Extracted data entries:
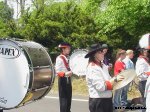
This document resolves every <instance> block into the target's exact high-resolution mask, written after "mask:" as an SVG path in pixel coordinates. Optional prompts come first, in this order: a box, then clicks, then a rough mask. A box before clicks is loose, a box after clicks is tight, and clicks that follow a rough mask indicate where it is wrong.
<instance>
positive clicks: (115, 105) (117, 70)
mask: <svg viewBox="0 0 150 112" xmlns="http://www.w3.org/2000/svg"><path fill="white" fill-rule="evenodd" d="M125 57H126V51H125V50H122V49H119V50H118V52H117V56H116V62H115V65H114V76H118V74H119V73H120V72H122V71H124V70H125V63H124V62H123V59H125ZM121 96H122V88H120V89H117V90H115V92H114V99H113V101H114V102H113V103H114V107H115V108H116V107H117V108H118V107H122V105H121Z"/></svg>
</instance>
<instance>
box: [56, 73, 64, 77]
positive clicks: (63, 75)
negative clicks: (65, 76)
mask: <svg viewBox="0 0 150 112" xmlns="http://www.w3.org/2000/svg"><path fill="white" fill-rule="evenodd" d="M57 74H58V76H59V77H64V76H65V72H58V73H57Z"/></svg>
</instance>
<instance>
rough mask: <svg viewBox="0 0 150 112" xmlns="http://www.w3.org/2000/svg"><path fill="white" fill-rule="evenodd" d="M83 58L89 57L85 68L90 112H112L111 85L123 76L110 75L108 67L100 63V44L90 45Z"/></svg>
mask: <svg viewBox="0 0 150 112" xmlns="http://www.w3.org/2000/svg"><path fill="white" fill-rule="evenodd" d="M85 58H89V64H88V66H87V70H86V81H87V86H88V90H89V110H90V112H112V111H113V104H112V89H113V85H114V83H115V82H117V81H121V80H123V77H122V76H117V77H113V78H111V77H110V75H109V72H108V67H107V66H106V65H105V64H102V61H103V59H104V53H103V47H102V46H101V45H100V44H93V45H91V46H90V48H89V52H88V54H86V56H85Z"/></svg>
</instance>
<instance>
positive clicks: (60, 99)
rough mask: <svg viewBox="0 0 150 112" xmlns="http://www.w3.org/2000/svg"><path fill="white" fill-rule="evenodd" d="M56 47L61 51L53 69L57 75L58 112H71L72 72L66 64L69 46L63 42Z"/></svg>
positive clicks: (69, 49) (56, 58) (65, 43)
mask: <svg viewBox="0 0 150 112" xmlns="http://www.w3.org/2000/svg"><path fill="white" fill-rule="evenodd" d="M58 47H59V48H60V49H61V54H60V55H59V56H58V57H57V58H56V65H55V69H56V73H57V75H58V87H59V101H60V112H71V111H70V109H71V99H72V84H71V75H72V71H70V68H69V64H68V56H69V54H70V51H71V45H70V44H69V43H64V42H63V43H61V44H60V45H59V46H58Z"/></svg>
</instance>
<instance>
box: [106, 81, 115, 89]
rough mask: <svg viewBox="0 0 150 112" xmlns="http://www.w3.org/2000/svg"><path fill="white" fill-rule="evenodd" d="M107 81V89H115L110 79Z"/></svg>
mask: <svg viewBox="0 0 150 112" xmlns="http://www.w3.org/2000/svg"><path fill="white" fill-rule="evenodd" d="M105 83H106V87H107V90H112V89H113V86H112V84H111V83H110V81H105Z"/></svg>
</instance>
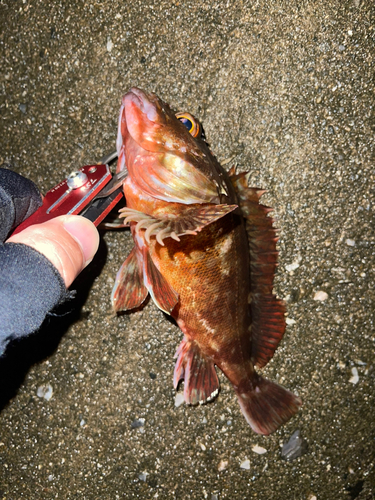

DIRECTIONS:
Quote each entry above verbatim and drop the pictures.

ANSWER SPACE:
This document resolves every <instance> block into the target's exact high-resolution mask, written after "mask:" as an SVG path in pixel coordinates. Optional prompts come first, in this order: a box, then clicks, then a rough mask. A box before clicks is loose, a box after clicks is tight, and clicks that follow a rough mask indicate where it is wrong.
<instance>
positive clicks: (115, 105) (117, 70)
mask: <svg viewBox="0 0 150 112" xmlns="http://www.w3.org/2000/svg"><path fill="white" fill-rule="evenodd" d="M125 57H126V51H125V50H122V49H119V50H118V52H117V56H116V62H115V65H114V76H118V74H119V73H120V72H122V71H124V70H125V63H124V62H123V59H125ZM121 96H122V88H120V89H117V90H115V92H114V99H113V101H114V102H113V103H114V107H115V108H116V107H117V108H118V107H122V105H121Z"/></svg>
</instance>
<instance>
box: [56, 73, 64, 77]
positive clicks: (63, 75)
negative clicks: (65, 76)
mask: <svg viewBox="0 0 150 112" xmlns="http://www.w3.org/2000/svg"><path fill="white" fill-rule="evenodd" d="M57 74H58V76H59V77H64V76H65V72H58V73H57Z"/></svg>
</instance>
<instance>
rough mask: <svg viewBox="0 0 150 112" xmlns="http://www.w3.org/2000/svg"><path fill="white" fill-rule="evenodd" d="M83 58L89 57L85 68L90 112H112L111 85L123 76L110 75L108 67L100 63V44L90 45Z"/></svg>
mask: <svg viewBox="0 0 150 112" xmlns="http://www.w3.org/2000/svg"><path fill="white" fill-rule="evenodd" d="M85 58H89V64H88V66H87V70H86V81H87V86H88V90H89V110H90V112H112V111H113V104H112V89H113V85H114V83H115V82H117V81H121V80H123V77H122V76H117V77H113V78H111V77H110V75H109V72H108V67H107V66H106V65H105V64H102V61H103V59H104V53H103V47H102V46H101V45H100V44H93V45H91V46H90V48H89V52H88V54H86V56H85Z"/></svg>
</instance>
<instance>
positive clicks: (60, 99)
rough mask: <svg viewBox="0 0 150 112" xmlns="http://www.w3.org/2000/svg"><path fill="white" fill-rule="evenodd" d="M56 47L61 51L53 69L57 75L58 112H71L72 72L66 64L69 46L63 42Z"/></svg>
positive clicks: (69, 49) (56, 58) (65, 43)
mask: <svg viewBox="0 0 150 112" xmlns="http://www.w3.org/2000/svg"><path fill="white" fill-rule="evenodd" d="M58 47H59V48H60V49H61V54H60V55H59V56H58V57H57V58H56V65H55V69H56V73H57V75H58V87H59V101H60V112H71V111H70V109H71V99H72V84H71V75H72V71H70V68H69V64H68V56H69V54H70V51H71V45H70V44H69V43H64V42H63V43H61V44H60V45H59V46H58Z"/></svg>
</instance>
<instance>
box: [106, 81, 115, 89]
rough mask: <svg viewBox="0 0 150 112" xmlns="http://www.w3.org/2000/svg"><path fill="white" fill-rule="evenodd" d="M107 81V89H115L110 79Z"/></svg>
mask: <svg viewBox="0 0 150 112" xmlns="http://www.w3.org/2000/svg"><path fill="white" fill-rule="evenodd" d="M105 83H106V87H107V90H112V89H113V86H112V84H111V83H110V81H105Z"/></svg>
</instance>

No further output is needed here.